> [ASSIGNED TASK]
Could you return the full listing below exactly as it appears?

> [ENTRIES SHOWN]
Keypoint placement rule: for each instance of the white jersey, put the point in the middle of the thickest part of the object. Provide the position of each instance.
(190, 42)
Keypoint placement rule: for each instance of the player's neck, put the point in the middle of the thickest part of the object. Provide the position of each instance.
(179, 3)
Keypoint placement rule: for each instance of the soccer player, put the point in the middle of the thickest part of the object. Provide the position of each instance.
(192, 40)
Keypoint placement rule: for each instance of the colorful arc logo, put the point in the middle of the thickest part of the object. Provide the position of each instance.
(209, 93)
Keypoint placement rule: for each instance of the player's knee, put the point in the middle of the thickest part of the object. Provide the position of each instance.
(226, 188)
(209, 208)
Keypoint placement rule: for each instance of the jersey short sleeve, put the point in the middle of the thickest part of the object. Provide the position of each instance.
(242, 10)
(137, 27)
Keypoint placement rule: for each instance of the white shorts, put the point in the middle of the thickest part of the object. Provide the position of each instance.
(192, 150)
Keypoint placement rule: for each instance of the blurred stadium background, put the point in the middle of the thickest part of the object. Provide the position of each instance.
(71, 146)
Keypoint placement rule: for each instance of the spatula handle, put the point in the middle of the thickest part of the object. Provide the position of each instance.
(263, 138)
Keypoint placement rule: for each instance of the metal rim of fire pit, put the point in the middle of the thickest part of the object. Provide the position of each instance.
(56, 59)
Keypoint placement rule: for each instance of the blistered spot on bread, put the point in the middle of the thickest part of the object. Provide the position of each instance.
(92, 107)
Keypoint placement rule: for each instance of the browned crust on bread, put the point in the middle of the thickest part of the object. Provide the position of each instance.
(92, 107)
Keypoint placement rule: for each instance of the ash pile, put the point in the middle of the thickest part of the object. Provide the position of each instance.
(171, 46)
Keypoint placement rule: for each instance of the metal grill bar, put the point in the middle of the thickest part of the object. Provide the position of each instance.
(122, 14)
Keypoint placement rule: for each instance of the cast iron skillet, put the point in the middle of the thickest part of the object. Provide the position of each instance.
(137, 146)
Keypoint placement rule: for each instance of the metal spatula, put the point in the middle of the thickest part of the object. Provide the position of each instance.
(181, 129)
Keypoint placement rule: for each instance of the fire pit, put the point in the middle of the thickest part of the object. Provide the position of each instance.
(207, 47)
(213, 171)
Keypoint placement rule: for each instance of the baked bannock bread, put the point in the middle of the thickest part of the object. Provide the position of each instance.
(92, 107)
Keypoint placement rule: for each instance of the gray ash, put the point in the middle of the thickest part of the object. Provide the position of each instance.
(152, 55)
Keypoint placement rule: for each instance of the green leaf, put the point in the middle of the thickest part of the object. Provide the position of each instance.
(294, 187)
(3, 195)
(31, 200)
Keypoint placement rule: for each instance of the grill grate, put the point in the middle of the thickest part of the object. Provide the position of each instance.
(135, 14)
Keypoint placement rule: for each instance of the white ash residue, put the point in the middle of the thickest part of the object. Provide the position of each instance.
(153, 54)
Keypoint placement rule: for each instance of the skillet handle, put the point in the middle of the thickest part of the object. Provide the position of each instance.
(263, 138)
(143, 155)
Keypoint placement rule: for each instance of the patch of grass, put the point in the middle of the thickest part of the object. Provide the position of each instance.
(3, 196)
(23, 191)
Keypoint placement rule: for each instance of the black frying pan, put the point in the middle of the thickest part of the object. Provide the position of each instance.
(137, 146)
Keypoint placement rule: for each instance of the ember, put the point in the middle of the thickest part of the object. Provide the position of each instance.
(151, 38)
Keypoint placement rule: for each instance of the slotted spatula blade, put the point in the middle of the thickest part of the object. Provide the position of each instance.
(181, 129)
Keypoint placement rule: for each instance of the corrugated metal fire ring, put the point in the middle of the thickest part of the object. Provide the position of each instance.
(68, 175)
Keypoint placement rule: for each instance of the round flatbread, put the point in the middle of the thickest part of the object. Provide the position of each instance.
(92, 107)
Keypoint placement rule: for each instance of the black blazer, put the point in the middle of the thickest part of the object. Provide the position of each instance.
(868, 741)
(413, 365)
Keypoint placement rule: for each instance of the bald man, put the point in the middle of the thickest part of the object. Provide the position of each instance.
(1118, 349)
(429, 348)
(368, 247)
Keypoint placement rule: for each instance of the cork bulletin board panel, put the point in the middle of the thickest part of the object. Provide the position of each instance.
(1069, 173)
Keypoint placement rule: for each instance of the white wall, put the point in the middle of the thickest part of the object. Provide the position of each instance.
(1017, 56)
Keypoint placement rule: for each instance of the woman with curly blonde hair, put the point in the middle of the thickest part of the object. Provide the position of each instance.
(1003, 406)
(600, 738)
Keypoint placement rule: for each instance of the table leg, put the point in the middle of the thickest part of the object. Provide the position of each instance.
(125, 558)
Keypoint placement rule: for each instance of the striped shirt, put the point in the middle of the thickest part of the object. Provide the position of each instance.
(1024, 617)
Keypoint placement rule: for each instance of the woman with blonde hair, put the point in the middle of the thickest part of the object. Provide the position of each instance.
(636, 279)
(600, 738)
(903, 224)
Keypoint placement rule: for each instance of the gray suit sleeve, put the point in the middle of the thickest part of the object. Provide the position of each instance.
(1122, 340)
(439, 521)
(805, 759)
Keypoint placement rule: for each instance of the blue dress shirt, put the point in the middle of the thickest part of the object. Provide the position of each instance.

> [SOLUTION FOR THIS TASK]
Keypoint placement rule: for each instance of the white jersey, put the point in the middle of the thickest part of the object. Provide the position of each instance.
(190, 42)
Keypoint placement rule: for each instance of the player's neck, put the point in the middle of the thickest part of the object. Provide the position of each instance.
(179, 3)
Keypoint placement rule: for each instance of the soccer player, put the point in the middle of the thickest part of the object. Provide the position of each instance.
(192, 40)
Keypoint placement rule: for each instance of the colorful arc logo, put the point in the middle of the thickest part of the object. Provide the position of each instance.
(209, 93)
Keypoint placement rule: for each instance of the player's knee, put the point in the middle of the thickest part of the object. Provide the position of each instance.
(226, 188)
(209, 208)
Keypoint placement rule: for each instance of the jersey short sleeve, put the point in the middle of the thickest part of the object. Provide the position of each instance.
(242, 10)
(137, 27)
Keypoint placement rule: for each instance of the white shorts, put the point in the middle of the thickest part of the object. Provide the position of each instance.
(192, 150)
Keypoint placement rule: for each instance of the blurred stadium background, put the point in the middle of the thickest part of the object. Provide the position of each instance.
(71, 146)
Keypoint placement rule: for each instance of the spatula handle, put the point in the middle of the thickest part of the object. Provide the position of each instance.
(263, 138)
Keypoint placement rule: for each instance of the metal rim of fire pit, put the point in the middle of the thickest part of the object. Provide the position of each instance.
(56, 59)
Keypoint placement rule: for each instance of the blistered spot on bread, put the point in the middle of the thickest part of the object. Provide the position of each instance.
(92, 107)
Keypoint placement rule: for each instance of the browned crust on bread, put the point in the middle of the thickest part of the object. Provide the position of each instance.
(92, 107)
Keypoint placement rule: for each instance of the ash pile, put the point in the middle of the thickest part of the object. Provide the position of each instance.
(171, 46)
Keypoint placement rule: for each instance of the metal grill bar, put the point in the middle of the thickest part of the object. Provide the position of each instance.
(122, 14)
Keypoint placement rule: for each instance of the cast iron skillet, put the point in the middle of the thickest part of the object. Provide the position of each instance.
(137, 146)
Keypoint placement rule: for each instance of the metal spatula, put the point in the middle of the thickest part of the object. Provide the position of each instance.
(181, 129)
Keypoint placement rule: for each instance of the fire pit, put the point in the middle of the thickest part of the object. Provide the position of each instance.
(207, 47)
(213, 171)
Keypoint placement rule: for each instance of the baked bannock bread, put the point in the middle of the thickest part of the object. Provide the position of each instance.
(92, 107)
Keypoint placement rule: for each instance of the gray ash, put the point in the middle of the thickest part of the object. Provide the position of each instance.
(152, 55)
Keypoint placement rule: for each instance of the green leaf, put the point in the middle of the thickest part of the object. Provide the position of each instance.
(294, 187)
(3, 195)
(31, 200)
Keypoint placement rule: for each instance of the grill grate, put the point in the middle of the thickest part of the object. Provide the position of each instance.
(135, 14)
Keypoint placement rule: for each instance of the white ash residue, put the point in the middle of the thickest part of the object. Provide the position of each instance.
(153, 54)
Keypoint placement rule: for each instance of the skillet handle, put the point in the middle of the thickest part of the object. Provide the position of each instance.
(263, 138)
(143, 155)
Keypoint placement rule: for each instance of the patch of grass, put the point in the middle of the thickest part of the object. Provide the position of each instance.
(3, 196)
(23, 191)
Keypoint placement rule: for each instance of the black frying pan, put the point in the middle of the thickest part of the object. Provide the position of each instance.
(137, 146)
Keypoint placement rule: for each instance of the ember, put the point in the middle of the thickest part of the object. Provide the position of each instance.
(151, 38)
Keypoint placement rule: for each instance of the slotted spatula blade, put the point in the middle of the thickest part of the object. Provide the position of each instance.
(181, 129)
Keypoint placement rule: for each instance of the corrugated metal fire ring, put the point in the middle of the thickest part of the object. Provide the position of each instance.
(68, 175)
Keypoint placement rule: for each instance of the round flatbread, put the point in the middle of the thickest part of the object. Provide the position of each instance.
(92, 107)
Keypoint placement rule: for each instance of the black blazer, put the point in the middle of the thickest part of the object. Provide the position of each instance.
(868, 741)
(413, 365)
Keypoint placement rule: for each instance of the bald man, put the point in the middle of the thickest part of the object. Provide the position of each instance.
(1118, 349)
(429, 348)
(368, 247)
Keypoint placement rule: for each instance of the cork bulletin board panel, put the point in the middle of the thickest part of the object. Provide the position of each instance.
(1069, 173)
Keypoint placement rule: for each instance of the white wall, put the point in the middle of the thickest part of the object. Provide the position of each instance.
(1017, 56)
Keypoint placement rule: for each instance of the woman with curly blonde hair, put the point in the middle of the thickest part of the object. Provide the position of each instance.
(1003, 406)
(600, 738)
Keypoint placement rule: for each instance of the table leg, put the point in the middle of the thickest part of the object. Provide the position of each instance.
(125, 558)
Keypoint placement rule: for each instance of the striped shirt, put the point in the middle of the thickest part of the object. Provide the position of each instance.
(1024, 617)
Keypoint placement rule: for each instance of the woman with blonde hair, put the point in the middle of the thickest part of the object. Provide the position of each instance.
(636, 279)
(600, 738)
(903, 224)
Keypoint placement rule: for each instance of the gray suit sleeve, put the point in the middle of the thickest part of the object. Provide the position of each instance.
(1122, 340)
(439, 521)
(805, 759)
Keypoint placement rule: for each instance of the blue dress shirt, put the point in the middle of the thickest part of the object. Provide the position of each instance.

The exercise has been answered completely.